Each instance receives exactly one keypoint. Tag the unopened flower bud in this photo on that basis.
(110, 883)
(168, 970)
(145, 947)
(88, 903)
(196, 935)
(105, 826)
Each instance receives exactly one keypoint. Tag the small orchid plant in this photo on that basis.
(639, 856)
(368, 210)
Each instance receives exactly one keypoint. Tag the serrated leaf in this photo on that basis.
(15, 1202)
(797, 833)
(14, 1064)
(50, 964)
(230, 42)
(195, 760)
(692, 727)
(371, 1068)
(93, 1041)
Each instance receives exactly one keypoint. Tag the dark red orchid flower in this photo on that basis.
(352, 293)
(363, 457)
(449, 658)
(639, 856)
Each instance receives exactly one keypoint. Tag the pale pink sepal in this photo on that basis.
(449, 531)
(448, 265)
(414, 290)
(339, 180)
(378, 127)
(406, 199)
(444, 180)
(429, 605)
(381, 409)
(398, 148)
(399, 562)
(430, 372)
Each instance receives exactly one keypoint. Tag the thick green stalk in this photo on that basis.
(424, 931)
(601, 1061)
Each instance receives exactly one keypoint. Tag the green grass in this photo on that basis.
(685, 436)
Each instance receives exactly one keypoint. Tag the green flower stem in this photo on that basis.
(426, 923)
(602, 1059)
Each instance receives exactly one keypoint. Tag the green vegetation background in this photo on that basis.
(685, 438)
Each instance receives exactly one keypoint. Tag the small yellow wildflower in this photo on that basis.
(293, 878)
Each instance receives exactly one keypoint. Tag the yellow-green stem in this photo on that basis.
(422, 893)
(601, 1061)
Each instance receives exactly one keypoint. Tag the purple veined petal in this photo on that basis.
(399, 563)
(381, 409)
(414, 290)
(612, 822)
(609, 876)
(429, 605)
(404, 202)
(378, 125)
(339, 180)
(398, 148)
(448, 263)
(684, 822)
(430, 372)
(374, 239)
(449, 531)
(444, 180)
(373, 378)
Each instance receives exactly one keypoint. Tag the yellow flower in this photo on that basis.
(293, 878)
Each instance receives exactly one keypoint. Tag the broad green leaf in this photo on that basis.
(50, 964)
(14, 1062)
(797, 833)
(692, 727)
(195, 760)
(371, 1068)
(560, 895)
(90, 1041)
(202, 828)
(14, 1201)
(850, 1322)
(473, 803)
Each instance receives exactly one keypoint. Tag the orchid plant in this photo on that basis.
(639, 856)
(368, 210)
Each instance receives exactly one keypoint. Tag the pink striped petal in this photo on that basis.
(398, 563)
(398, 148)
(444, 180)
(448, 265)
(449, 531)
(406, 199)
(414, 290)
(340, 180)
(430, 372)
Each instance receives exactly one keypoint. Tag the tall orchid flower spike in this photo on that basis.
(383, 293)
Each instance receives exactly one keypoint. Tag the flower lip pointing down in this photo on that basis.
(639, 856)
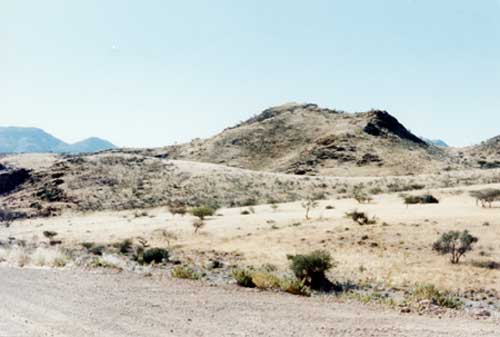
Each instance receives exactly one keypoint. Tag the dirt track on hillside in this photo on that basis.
(83, 304)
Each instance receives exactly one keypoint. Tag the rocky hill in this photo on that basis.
(485, 155)
(306, 139)
(34, 140)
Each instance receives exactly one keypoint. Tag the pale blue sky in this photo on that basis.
(152, 72)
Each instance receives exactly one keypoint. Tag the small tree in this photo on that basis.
(309, 204)
(203, 211)
(486, 196)
(361, 196)
(8, 216)
(420, 199)
(311, 268)
(454, 243)
(198, 224)
(178, 209)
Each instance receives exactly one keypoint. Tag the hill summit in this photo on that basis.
(307, 139)
(34, 140)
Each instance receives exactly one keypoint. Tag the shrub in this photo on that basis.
(361, 218)
(486, 196)
(493, 265)
(203, 211)
(49, 234)
(308, 205)
(198, 224)
(420, 199)
(311, 268)
(361, 196)
(180, 210)
(156, 255)
(295, 287)
(243, 278)
(93, 248)
(265, 280)
(8, 216)
(249, 202)
(454, 243)
(440, 298)
(184, 272)
(124, 246)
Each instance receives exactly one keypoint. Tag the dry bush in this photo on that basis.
(454, 243)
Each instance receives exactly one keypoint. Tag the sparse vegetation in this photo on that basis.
(311, 268)
(426, 292)
(361, 218)
(49, 234)
(124, 246)
(420, 199)
(203, 212)
(198, 224)
(486, 196)
(265, 280)
(295, 287)
(455, 244)
(178, 210)
(243, 278)
(361, 196)
(156, 255)
(7, 216)
(185, 272)
(309, 204)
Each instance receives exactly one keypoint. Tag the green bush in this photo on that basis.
(361, 218)
(203, 211)
(440, 298)
(420, 199)
(186, 273)
(295, 287)
(94, 249)
(486, 196)
(454, 243)
(311, 268)
(124, 246)
(243, 278)
(156, 255)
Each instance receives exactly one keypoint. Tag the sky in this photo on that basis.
(157, 72)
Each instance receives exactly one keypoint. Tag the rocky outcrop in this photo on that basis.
(10, 181)
(382, 123)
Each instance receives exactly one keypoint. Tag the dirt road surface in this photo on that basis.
(39, 302)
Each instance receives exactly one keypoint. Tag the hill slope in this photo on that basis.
(34, 140)
(307, 139)
(487, 154)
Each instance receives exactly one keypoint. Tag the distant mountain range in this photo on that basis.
(34, 140)
(436, 142)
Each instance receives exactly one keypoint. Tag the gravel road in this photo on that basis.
(35, 302)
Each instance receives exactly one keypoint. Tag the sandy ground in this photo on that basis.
(396, 251)
(37, 302)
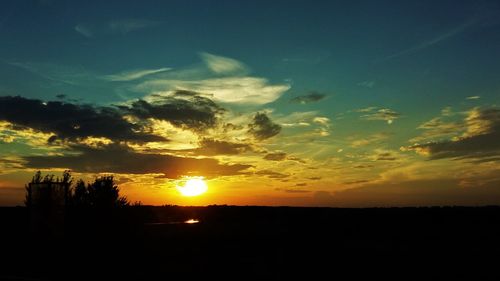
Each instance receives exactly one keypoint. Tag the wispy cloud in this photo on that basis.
(473, 98)
(84, 30)
(122, 26)
(367, 84)
(429, 43)
(128, 25)
(383, 114)
(134, 74)
(240, 90)
(309, 98)
(223, 65)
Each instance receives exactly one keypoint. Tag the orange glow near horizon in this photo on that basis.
(193, 187)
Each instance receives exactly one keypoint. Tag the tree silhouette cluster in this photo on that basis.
(103, 193)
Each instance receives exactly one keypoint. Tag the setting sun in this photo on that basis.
(193, 187)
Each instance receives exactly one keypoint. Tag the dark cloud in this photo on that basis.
(386, 156)
(262, 127)
(363, 166)
(383, 114)
(309, 98)
(438, 192)
(356, 182)
(70, 121)
(211, 147)
(271, 174)
(289, 190)
(482, 139)
(184, 109)
(277, 156)
(280, 156)
(121, 159)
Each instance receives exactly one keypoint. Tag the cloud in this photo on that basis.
(383, 114)
(480, 139)
(238, 90)
(211, 147)
(437, 128)
(271, 174)
(71, 121)
(134, 74)
(262, 127)
(385, 156)
(223, 65)
(120, 159)
(473, 98)
(84, 30)
(322, 121)
(309, 98)
(183, 109)
(122, 26)
(429, 43)
(128, 25)
(277, 156)
(428, 192)
(367, 84)
(371, 139)
(290, 190)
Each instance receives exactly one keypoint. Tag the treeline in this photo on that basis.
(102, 193)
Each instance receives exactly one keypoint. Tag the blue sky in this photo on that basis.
(344, 80)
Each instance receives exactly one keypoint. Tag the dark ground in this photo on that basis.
(260, 243)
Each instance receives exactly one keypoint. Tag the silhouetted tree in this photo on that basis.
(104, 193)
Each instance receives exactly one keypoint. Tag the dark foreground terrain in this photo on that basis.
(258, 243)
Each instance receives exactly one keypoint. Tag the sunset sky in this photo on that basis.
(301, 103)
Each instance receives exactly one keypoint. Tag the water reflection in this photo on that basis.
(190, 221)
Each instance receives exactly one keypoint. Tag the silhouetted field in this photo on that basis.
(146, 243)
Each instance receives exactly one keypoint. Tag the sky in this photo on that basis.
(297, 103)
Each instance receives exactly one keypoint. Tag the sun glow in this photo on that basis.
(193, 187)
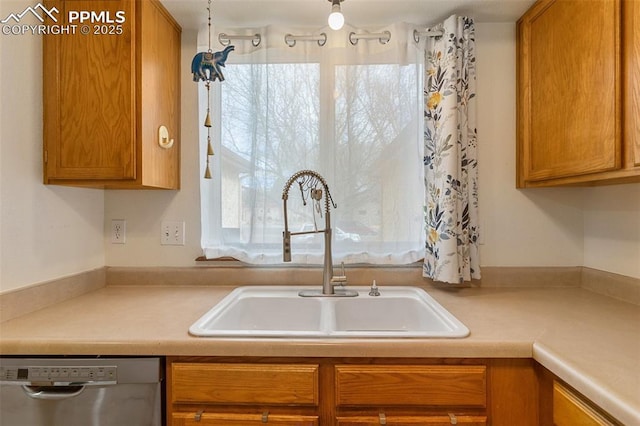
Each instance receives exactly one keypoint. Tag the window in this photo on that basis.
(349, 113)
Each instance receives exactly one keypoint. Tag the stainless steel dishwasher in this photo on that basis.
(80, 392)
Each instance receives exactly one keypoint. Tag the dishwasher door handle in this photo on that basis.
• • • • •
[Work to be completed]: Every record must be set down again exactly; pictures do not belong in the copy.

[Expected answer]:
Each instance receives exactly one keypoint. Tag the unopened flower bud in this photo on that basis.
(110, 883)
(168, 970)
(145, 947)
(88, 903)
(196, 935)
(105, 826)
Each instance receives exactly one keypoint. Tag the small orchid plant in this photo on that basis.
(639, 856)
(368, 210)
Each instance receives exactly one keypoint. Tag the serrated leaf in this photo on that basis.
(15, 1202)
(797, 833)
(14, 1064)
(50, 964)
(230, 42)
(195, 760)
(692, 727)
(371, 1068)
(93, 1041)
Each instance receives exactly one keypoint. Tag the dark red orchid flower in this photo on that basis.
(352, 293)
(363, 457)
(449, 658)
(639, 856)
Each instance receives exactly one keypoint. Tag the pale pink sepal in this photo on that basis.
(449, 531)
(448, 265)
(414, 290)
(339, 180)
(378, 127)
(406, 199)
(444, 180)
(429, 605)
(381, 409)
(398, 148)
(399, 562)
(430, 372)
Each instance receives exactly one keypoint. Tag the thick green stalk in this photo on that basis.
(424, 931)
(601, 1061)
Each instance receives exactly one keypoint. Tag the green grass in this photo on that basis.
(685, 436)
Each instance receives exactly one keypoint. Tag the green flower stem in this photo on that basis.
(426, 923)
(602, 1059)
Each instance receives exactly one keypoint. Tag the green vegetation background in this photo on that basis.
(685, 438)
Each instance receives exactly one keypoint. Tag the small yellow wildflower in this photo on that basis.
(293, 878)
Each instance receives exactly one keypoint. Tag the yellow-green stem in this photo on that basis.
(422, 893)
(601, 1061)
Each instance receives exactly one keypoint. Tag the purple veined petal in this photo on that basis.
(399, 563)
(381, 409)
(414, 290)
(612, 822)
(609, 876)
(429, 605)
(404, 202)
(378, 125)
(339, 180)
(398, 148)
(448, 263)
(684, 822)
(430, 372)
(374, 239)
(449, 531)
(444, 180)
(373, 378)
Each instance receives exactly one keypoint. Tag the yellow flower in this photo on that basis.
(293, 878)
Each instance receives exactly one keypoint. Tag the broad green leaf in this photo on that basis.
(50, 964)
(14, 1062)
(797, 833)
(692, 727)
(195, 760)
(371, 1068)
(560, 895)
(90, 1041)
(202, 828)
(14, 1201)
(850, 1322)
(473, 803)
Each instance receives exactly one keypoint. Tag the orchid plant in this photo on that basis.
(639, 856)
(368, 210)
Each instance receives exactly one keypoint. Tag the pink striped petal in this photo on that basis.
(398, 563)
(398, 148)
(444, 180)
(448, 265)
(449, 531)
(406, 199)
(414, 290)
(340, 180)
(430, 372)
Each instance receives exactly one keypoint. Tag the tall orchid flower spike in this photo on that basis.
(383, 293)
Each instance receives exactly one keypoint. Tag the flower lip pointing down in this photo on that basis.
(639, 856)
Each instance receives exactly one keypoint. Tag the dirt track on hillside in this photo on that basis.
(83, 304)
Each instance receives exactly one keypoint. Tag the rocky hill in this photo on that basis.
(485, 155)
(306, 139)
(34, 140)
Each instance receives exactly one keypoint. Tag the pale blue sky in this photo on that basis.
(152, 72)
Each instance receives exactly one keypoint. Tag the small tree in this photo on that basis.
(309, 204)
(203, 211)
(486, 196)
(361, 196)
(8, 216)
(420, 199)
(311, 268)
(454, 243)
(198, 224)
(178, 209)
Each instance receives exactly one keypoint. Tag the hill summit in this photo on that basis.
(307, 139)
(34, 140)
Each instance receives exactly one keypoint. Tag the shrub in this photo on that basis.
(361, 218)
(486, 196)
(493, 265)
(203, 211)
(49, 234)
(308, 205)
(198, 224)
(420, 199)
(311, 268)
(361, 196)
(180, 210)
(156, 255)
(295, 287)
(243, 278)
(93, 248)
(265, 280)
(8, 216)
(249, 202)
(454, 243)
(440, 298)
(184, 272)
(124, 246)
Each instance receives exactly one keypoint. Tag the dry bush in this photo on that basis.
(454, 243)
Each instance receives exactly one keypoint. Tag the sparse vegetation in this photo on that basis.
(311, 268)
(426, 292)
(361, 218)
(49, 234)
(124, 246)
(420, 199)
(203, 212)
(198, 224)
(486, 196)
(265, 280)
(295, 287)
(455, 244)
(178, 210)
(243, 278)
(361, 196)
(156, 255)
(7, 216)
(185, 272)
(309, 204)
Each instance receives exactly one keypoint. Tag the green bush in this photo on that basis.
(361, 218)
(203, 211)
(440, 298)
(420, 199)
(186, 273)
(295, 287)
(94, 249)
(486, 196)
(454, 243)
(311, 268)
(124, 246)
(243, 278)
(156, 255)
Each instance receives exactly one keypoint. Tag the sky in this photo on that basis.
(157, 72)
Each instance receives exactly one keypoint. Tag the rocky outcrop in this photo on that basis.
(10, 181)
(382, 123)
Each instance receives exactly one keypoint. Tag the dirt road surface in this photo on that basis.
(39, 302)
Each instance receives exactly one keypoint. Tag the hill slope in this photo on that basis.
(34, 140)
(307, 139)
(487, 154)
Each instance receives exactly one keypoint. Tag the distant mountain range in this photo on that basis.
(34, 140)
(436, 142)
Each instance receives exactly one keypoint. Tag the gravel road in this photo on that basis.
(35, 302)
Each instance receives exactly one keypoint. Tag the sandy ground in this photo on that basis.
(396, 251)
(37, 302)
Each instance receives exactly one keypoint. Tag the wispy cloud in this photo on that basis.
(473, 98)
(84, 30)
(122, 26)
(367, 84)
(429, 43)
(128, 25)
(383, 114)
(134, 74)
(240, 90)
(309, 98)
(223, 65)
Each instance receives exactly one keypoint. Tag the orange glow near horizon in this photo on that basis.
(193, 187)
Each instance receives exactly one keypoint. Tag the tree silhouette cluster in this photo on that basis.
(103, 193)
Each instance receives exactly one keypoint. Tag the setting sun in this photo on that basis.
(193, 187)
Each instance receives exactly one keypoint. Tag the dark cloud in this photo on that basis.
(386, 156)
(262, 127)
(363, 166)
(383, 114)
(309, 98)
(438, 192)
(356, 182)
(70, 121)
(211, 147)
(271, 174)
(289, 190)
(482, 139)
(184, 109)
(277, 156)
(280, 156)
(121, 159)
Each instance receives exactly one keypoint. Tag the cloud in this photo on that basis.
(383, 114)
(480, 139)
(238, 90)
(211, 147)
(437, 128)
(271, 174)
(71, 121)
(134, 74)
(262, 127)
(385, 156)
(223, 65)
(120, 159)
(473, 98)
(84, 30)
(322, 121)
(309, 98)
(183, 109)
(122, 26)
(429, 43)
(128, 25)
(277, 156)
(428, 192)
(367, 84)
(371, 139)
(290, 190)
Each instance receives exactly one keypoint. Tag the treeline in this photo on that basis.
(102, 193)
Each instance receives exactly one keypoint. Tag the blue sky in this photo on that basis.
(344, 80)
Each instance receives exactly one keypoint. Tag the dark ground in this photo on that basis.
(260, 243)
Each instance receives exactly one keypoint. Tag the silhouetted tree in this photo on that basis.
(104, 193)
Each instance receives exactly one keypoint. Tag the dark foreground terrain in this photo on that basis.
(258, 243)
Each instance receives exactly one keypoint. Tag the sunset sky in this photo on that basis.
(301, 103)
Each instance receives exactly one keypoint. Tag the water reflection in this photo on that basis.
(190, 221)
Each instance receives exactly one keypoint. Tag the silhouetted field in this photo on that basis.
(146, 243)
Each instance receives exactly one keypoint. Tag the sky in this photo on that basis.
(297, 103)
Each instance receives exactly one keypoint. Tag the sun glow in this photo on that basis.
(193, 187)
Each instance receives exactly one keypoint. Tag the window in this photo on that basis.
(349, 113)
Each instance receives exactly one keypoint. Tag the stainless steel dishwasher in this photo on that basis.
(80, 392)
Each instance receives exactly one keypoint. Tag the dishwasher door handle in this photo on that basis.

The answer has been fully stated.